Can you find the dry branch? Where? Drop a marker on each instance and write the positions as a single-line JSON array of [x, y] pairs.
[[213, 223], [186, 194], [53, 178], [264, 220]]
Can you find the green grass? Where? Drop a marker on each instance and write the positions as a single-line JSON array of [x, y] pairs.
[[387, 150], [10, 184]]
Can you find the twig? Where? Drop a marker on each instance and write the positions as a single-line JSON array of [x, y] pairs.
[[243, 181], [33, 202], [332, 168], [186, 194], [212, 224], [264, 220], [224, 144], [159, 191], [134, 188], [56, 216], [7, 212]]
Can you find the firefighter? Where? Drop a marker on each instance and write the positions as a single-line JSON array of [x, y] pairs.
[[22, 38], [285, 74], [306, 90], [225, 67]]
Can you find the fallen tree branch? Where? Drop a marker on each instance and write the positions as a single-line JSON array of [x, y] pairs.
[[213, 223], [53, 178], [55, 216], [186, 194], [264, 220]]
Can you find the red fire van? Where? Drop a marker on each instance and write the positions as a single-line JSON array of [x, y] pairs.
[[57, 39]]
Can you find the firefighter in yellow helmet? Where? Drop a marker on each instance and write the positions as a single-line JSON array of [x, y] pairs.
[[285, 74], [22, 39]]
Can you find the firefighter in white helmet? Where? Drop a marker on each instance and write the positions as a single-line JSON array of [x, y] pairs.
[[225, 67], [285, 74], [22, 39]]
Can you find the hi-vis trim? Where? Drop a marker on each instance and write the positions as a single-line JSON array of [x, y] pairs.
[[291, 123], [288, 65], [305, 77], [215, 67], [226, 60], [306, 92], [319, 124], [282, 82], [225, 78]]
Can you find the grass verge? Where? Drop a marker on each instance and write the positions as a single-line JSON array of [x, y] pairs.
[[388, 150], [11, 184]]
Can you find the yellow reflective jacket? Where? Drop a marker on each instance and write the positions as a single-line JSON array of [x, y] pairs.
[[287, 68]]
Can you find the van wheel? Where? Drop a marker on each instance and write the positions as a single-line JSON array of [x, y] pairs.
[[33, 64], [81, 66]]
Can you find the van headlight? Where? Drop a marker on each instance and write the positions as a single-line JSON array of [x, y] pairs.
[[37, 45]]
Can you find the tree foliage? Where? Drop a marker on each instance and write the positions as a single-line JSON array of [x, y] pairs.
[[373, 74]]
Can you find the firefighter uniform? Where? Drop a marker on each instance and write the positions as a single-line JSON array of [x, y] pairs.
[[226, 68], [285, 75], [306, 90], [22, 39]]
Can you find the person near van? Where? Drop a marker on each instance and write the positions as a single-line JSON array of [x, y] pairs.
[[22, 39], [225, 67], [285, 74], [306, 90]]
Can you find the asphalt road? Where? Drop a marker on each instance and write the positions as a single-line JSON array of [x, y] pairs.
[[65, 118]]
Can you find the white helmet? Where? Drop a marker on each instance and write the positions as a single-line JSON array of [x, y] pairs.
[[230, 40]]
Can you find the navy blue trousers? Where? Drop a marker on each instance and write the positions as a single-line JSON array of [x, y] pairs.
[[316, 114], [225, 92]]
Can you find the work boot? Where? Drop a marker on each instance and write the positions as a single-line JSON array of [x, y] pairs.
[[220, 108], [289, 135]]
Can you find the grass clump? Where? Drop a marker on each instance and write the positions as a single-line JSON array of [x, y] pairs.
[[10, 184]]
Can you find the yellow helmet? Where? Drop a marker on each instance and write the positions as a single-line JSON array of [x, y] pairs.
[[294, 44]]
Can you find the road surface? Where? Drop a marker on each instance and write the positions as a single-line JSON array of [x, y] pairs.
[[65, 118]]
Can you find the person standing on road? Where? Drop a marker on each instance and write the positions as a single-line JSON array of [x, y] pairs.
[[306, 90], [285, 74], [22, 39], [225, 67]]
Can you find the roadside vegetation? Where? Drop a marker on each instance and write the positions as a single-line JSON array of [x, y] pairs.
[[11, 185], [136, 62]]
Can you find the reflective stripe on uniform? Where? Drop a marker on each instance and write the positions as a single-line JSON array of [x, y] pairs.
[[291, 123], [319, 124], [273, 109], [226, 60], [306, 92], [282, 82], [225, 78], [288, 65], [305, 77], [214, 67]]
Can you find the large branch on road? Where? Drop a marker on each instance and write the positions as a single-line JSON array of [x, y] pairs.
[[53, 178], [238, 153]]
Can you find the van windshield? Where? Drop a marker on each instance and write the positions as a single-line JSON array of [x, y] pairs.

▸ **SCHRIFTLICHE ANWEISUNG**
Übertrage die Zeilen der Auflistung zwischen der Zeile mit „Can you find the green“ und der Zeile mit „[[387, 150], [10, 184]]“, beide eingeschlossen, in eine Markdown-Tabelle mit den Spalten „Nr.“ (laufende Zeilennummer) und „Zeile der Auflistung“. Leerzeilen werden ausgelassen.

▸ **AUFGABENLÖSUNG**
| Nr. | Zeile der Auflistung |
|---|---|
| 1 | Can you find the green grass? Where? Drop a marker on each instance and write the positions as a single-line JSON array of [x, y] pairs. |
| 2 | [[387, 150], [10, 184]] |